EXTRACTED ENTRIES Block Start

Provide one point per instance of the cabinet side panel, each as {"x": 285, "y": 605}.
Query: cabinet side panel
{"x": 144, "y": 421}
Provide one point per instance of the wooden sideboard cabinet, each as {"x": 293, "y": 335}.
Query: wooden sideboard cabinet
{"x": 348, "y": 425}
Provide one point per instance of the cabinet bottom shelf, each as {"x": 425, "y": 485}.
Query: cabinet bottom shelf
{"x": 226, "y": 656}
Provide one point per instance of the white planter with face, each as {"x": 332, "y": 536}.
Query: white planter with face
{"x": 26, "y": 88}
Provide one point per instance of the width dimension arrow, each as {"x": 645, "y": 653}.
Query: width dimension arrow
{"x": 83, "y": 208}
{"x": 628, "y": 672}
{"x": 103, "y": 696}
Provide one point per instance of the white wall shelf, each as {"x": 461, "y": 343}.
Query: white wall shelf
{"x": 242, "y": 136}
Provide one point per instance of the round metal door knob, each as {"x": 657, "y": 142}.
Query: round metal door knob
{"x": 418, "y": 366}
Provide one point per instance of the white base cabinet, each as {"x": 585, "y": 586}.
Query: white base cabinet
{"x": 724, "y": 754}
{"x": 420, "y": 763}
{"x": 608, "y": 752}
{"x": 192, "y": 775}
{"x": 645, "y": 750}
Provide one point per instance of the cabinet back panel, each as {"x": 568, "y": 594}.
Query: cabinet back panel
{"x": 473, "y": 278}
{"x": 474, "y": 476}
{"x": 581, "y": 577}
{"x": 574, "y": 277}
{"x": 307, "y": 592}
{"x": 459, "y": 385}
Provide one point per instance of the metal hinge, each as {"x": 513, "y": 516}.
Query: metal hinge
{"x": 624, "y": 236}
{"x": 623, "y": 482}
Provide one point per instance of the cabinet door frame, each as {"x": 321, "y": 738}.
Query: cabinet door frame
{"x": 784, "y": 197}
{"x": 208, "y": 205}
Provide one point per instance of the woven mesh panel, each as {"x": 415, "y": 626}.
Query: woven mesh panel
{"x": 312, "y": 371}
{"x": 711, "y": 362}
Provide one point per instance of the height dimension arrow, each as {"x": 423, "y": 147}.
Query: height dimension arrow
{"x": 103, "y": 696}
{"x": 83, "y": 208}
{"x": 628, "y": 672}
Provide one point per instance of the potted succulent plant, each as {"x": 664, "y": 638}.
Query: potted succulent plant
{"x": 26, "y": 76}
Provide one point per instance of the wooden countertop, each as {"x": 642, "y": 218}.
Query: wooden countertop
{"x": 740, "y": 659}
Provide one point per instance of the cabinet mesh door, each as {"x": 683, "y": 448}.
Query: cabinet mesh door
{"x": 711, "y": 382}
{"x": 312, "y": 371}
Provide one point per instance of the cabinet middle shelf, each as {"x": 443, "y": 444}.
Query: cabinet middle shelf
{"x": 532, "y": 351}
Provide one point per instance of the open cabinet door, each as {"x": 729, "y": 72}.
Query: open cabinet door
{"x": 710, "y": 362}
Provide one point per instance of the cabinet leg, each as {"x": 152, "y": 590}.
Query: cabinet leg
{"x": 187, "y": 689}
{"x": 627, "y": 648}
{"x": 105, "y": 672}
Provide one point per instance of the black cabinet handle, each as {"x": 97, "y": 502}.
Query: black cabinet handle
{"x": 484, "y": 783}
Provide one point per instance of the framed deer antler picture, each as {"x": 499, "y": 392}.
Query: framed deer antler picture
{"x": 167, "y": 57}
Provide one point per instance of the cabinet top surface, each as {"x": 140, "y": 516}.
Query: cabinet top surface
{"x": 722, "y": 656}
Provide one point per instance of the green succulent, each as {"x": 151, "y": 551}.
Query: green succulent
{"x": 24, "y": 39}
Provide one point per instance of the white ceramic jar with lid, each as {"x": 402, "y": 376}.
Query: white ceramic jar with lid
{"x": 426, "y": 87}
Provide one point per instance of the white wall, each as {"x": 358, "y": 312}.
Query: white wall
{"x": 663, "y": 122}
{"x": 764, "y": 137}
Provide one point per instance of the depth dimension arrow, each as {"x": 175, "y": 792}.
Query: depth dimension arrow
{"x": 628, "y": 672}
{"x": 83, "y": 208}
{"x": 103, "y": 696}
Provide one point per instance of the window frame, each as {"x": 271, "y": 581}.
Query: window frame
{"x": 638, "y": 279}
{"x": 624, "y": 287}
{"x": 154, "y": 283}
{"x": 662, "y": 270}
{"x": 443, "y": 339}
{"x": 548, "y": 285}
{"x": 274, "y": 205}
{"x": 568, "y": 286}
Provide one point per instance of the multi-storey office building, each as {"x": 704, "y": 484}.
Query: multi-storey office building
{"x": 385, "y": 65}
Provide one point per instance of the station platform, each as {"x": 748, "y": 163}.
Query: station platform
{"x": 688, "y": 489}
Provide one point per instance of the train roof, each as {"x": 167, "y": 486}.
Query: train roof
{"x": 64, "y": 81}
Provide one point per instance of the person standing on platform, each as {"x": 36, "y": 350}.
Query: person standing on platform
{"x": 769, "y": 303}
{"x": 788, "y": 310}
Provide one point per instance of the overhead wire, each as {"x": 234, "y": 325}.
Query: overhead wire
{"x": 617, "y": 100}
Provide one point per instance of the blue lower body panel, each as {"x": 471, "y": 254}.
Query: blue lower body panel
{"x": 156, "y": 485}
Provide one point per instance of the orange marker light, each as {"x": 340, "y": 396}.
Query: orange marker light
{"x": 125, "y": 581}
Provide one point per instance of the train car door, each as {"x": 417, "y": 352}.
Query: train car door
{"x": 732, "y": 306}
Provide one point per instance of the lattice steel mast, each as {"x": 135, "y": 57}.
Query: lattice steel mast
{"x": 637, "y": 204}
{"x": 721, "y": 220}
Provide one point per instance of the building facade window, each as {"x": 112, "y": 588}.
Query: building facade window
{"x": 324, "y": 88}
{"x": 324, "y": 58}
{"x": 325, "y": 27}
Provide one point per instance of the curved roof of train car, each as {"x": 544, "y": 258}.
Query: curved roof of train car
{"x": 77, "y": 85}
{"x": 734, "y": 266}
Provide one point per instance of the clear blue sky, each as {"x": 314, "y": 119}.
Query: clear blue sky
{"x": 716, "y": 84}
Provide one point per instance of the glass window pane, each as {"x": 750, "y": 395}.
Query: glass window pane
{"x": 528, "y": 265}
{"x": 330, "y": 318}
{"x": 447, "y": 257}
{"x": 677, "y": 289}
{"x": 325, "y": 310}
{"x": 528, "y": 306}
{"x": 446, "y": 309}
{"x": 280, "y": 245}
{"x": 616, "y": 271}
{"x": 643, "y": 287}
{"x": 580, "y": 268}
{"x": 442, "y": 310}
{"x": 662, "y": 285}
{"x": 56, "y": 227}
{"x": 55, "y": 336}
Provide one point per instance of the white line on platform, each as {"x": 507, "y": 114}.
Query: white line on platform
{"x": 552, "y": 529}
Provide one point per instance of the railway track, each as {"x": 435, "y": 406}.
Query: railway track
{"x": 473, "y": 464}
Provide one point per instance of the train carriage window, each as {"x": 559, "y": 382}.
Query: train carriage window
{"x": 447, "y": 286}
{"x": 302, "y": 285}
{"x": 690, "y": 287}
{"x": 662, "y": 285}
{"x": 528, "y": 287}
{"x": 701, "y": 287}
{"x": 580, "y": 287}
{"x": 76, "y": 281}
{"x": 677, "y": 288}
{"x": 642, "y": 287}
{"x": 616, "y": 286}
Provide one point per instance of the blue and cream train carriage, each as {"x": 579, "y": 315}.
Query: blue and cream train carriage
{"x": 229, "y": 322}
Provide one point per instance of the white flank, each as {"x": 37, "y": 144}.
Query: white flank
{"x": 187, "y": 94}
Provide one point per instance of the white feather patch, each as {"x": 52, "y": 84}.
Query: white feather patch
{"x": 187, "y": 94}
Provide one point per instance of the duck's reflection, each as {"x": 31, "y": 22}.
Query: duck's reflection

EXTRACTED ENTRIES Block End

» **WORK ORDER**
Where does "reflection" occur in the data? Copy each line that has it.

» **WRITTEN RESPONSE**
Provide one point per instance of the duck's reflection, each as {"x": 31, "y": 22}.
Query: duck's reflection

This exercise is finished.